◆ Work instructions:
Verbatim output of all the material below is required.
━━ Task inputs ━━
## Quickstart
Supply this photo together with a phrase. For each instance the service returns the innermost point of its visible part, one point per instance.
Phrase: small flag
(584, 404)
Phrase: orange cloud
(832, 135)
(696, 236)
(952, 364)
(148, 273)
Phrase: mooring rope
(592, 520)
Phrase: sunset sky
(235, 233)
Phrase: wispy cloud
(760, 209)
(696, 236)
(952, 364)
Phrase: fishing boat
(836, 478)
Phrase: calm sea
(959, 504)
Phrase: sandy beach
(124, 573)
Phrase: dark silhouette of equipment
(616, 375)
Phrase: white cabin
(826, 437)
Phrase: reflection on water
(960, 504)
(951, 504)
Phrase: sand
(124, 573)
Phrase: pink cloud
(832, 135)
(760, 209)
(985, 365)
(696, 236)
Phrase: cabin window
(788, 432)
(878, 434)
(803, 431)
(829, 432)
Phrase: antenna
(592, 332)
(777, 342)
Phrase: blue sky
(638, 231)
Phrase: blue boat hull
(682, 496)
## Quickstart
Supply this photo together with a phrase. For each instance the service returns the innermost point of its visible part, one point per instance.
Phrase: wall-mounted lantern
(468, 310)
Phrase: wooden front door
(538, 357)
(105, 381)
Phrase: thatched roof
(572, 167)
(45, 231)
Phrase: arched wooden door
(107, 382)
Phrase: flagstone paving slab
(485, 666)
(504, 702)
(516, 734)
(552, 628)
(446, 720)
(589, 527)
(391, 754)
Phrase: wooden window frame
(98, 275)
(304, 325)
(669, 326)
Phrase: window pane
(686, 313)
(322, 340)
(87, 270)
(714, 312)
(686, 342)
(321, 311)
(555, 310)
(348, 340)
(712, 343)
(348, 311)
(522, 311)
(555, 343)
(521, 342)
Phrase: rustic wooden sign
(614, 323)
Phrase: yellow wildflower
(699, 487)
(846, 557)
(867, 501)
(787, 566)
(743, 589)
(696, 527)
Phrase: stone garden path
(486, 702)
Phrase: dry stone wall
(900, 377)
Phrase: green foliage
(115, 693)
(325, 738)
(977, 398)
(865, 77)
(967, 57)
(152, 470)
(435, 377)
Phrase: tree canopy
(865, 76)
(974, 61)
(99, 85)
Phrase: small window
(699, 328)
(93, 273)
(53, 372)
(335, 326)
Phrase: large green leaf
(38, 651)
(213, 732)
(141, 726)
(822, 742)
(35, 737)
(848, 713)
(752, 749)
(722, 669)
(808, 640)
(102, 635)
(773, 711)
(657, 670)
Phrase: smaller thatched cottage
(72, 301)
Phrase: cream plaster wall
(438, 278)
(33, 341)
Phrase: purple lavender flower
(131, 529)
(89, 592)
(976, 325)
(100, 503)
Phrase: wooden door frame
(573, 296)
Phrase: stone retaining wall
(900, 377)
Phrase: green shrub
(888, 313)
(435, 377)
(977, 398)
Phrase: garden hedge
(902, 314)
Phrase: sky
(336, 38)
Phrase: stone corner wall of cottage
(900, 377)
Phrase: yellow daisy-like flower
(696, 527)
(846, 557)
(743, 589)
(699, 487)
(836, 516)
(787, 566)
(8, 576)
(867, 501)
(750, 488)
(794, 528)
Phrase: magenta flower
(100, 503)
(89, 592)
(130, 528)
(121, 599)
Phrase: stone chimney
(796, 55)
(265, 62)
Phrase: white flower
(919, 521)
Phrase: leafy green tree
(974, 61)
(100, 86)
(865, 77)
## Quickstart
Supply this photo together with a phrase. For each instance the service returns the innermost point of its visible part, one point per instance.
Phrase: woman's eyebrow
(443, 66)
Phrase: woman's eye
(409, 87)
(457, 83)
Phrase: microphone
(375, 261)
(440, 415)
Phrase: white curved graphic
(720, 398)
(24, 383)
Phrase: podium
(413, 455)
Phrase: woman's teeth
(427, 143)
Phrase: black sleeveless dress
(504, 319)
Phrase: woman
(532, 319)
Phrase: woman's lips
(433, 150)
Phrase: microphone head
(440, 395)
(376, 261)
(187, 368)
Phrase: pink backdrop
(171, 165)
━━━
◆ Task output:
## Quickstart
Supply this photo together with a phrase. For each instance the service returns the innermost point of its visible part, one point per instance.
Phrase: small flag
(584, 404)
Phrase: orange cloud
(832, 135)
(696, 236)
(952, 364)
(148, 273)
Phrase: mooring rope
(592, 520)
Phrase: sunset sky
(235, 233)
Phrase: wispy cloud
(760, 209)
(696, 236)
(952, 364)
Phrase: fishing boat
(836, 478)
Phrase: calm sea
(959, 504)
Phrase: sandy beach
(124, 573)
Phrase: dark silhouette of equipment
(616, 375)
Phrase: white cabin
(826, 437)
Phrase: reflection on water
(960, 504)
(951, 504)
Phrase: sand
(124, 573)
Phrase: pink cloud
(832, 135)
(760, 209)
(985, 365)
(696, 236)
Phrase: cabin window
(788, 432)
(878, 434)
(803, 431)
(829, 432)
Phrase: antenna
(592, 332)
(777, 342)
Phrase: blue sky
(638, 231)
Phrase: blue boat hull
(682, 496)
## Quickstart
Supply this photo together with a phrase. For each instance the service returns the innermost point of its visible part, one point per instance.
Phrase: wall-mounted lantern
(468, 310)
Phrase: wooden front door
(538, 357)
(105, 381)
Phrase: thatched roof
(572, 167)
(45, 231)
Phrase: arched wooden door
(107, 382)
Phrase: flagstone paving slab
(485, 666)
(504, 702)
(516, 734)
(552, 628)
(446, 720)
(589, 527)
(391, 754)
Phrase: wooden window frame
(98, 275)
(304, 325)
(669, 326)
Phrase: window pane
(686, 313)
(322, 340)
(87, 270)
(714, 312)
(686, 342)
(321, 311)
(555, 310)
(348, 340)
(712, 343)
(348, 311)
(522, 311)
(555, 343)
(521, 342)
Phrase: rustic wooden sign
(614, 323)
Phrase: yellow wildflower
(699, 487)
(846, 557)
(867, 501)
(787, 566)
(743, 589)
(696, 527)
Phrase: stone garden path
(486, 702)
Phrase: dry stone wall
(900, 377)
Phrase: green foliage
(115, 693)
(325, 738)
(977, 398)
(865, 77)
(967, 57)
(152, 470)
(435, 377)
Phrase: tree canopy
(865, 76)
(974, 61)
(99, 85)
Phrase: small window
(699, 328)
(93, 273)
(53, 372)
(335, 326)
Phrase: large green leaf
(38, 651)
(213, 732)
(141, 726)
(822, 742)
(35, 737)
(848, 713)
(752, 749)
(722, 669)
(808, 640)
(102, 635)
(773, 711)
(657, 670)
Phrase: smaller thatched cottage
(72, 301)
Phrase: cream plaster wall
(438, 278)
(33, 341)
Phrase: purple lavender flower
(131, 529)
(89, 592)
(976, 325)
(100, 503)
Phrase: wooden door frame
(573, 296)
Phrase: stone retaining wall
(900, 377)
Phrase: green shrub
(888, 313)
(435, 377)
(977, 398)
Phrase: garden hedge
(902, 314)
Phrase: sky
(336, 38)
Phrase: stone corner wall of cottage
(900, 377)
Phrase: yellow daisy-like flower
(696, 527)
(846, 557)
(743, 589)
(699, 487)
(836, 516)
(787, 566)
(8, 576)
(867, 501)
(750, 488)
(794, 528)
Phrase: magenta flower
(100, 503)
(89, 592)
(130, 528)
(121, 599)
Phrase: stone chimney
(796, 55)
(265, 62)
Phrase: white flower
(919, 521)
Phrase: leafy green tree
(974, 61)
(100, 86)
(865, 77)
## Quickstart
Supply this photo together with a phrase. For each instance the service returns the innermost point of its visible part, one point per instance.
Phrase: woman's eyebrow
(443, 66)
Phrase: woman's eye
(409, 87)
(457, 83)
Phrase: microphone
(375, 261)
(440, 415)
Phrase: white curved graphic
(720, 398)
(24, 383)
Phrase: podium
(413, 455)
Phrase: woman's teeth
(427, 143)
Phrase: black sleeveless dress
(504, 319)
Phrase: woman
(532, 319)
Phrase: woman's lips
(433, 150)
Phrase: microphone head
(440, 395)
(376, 261)
(187, 368)
Phrase: pink backdrop
(171, 165)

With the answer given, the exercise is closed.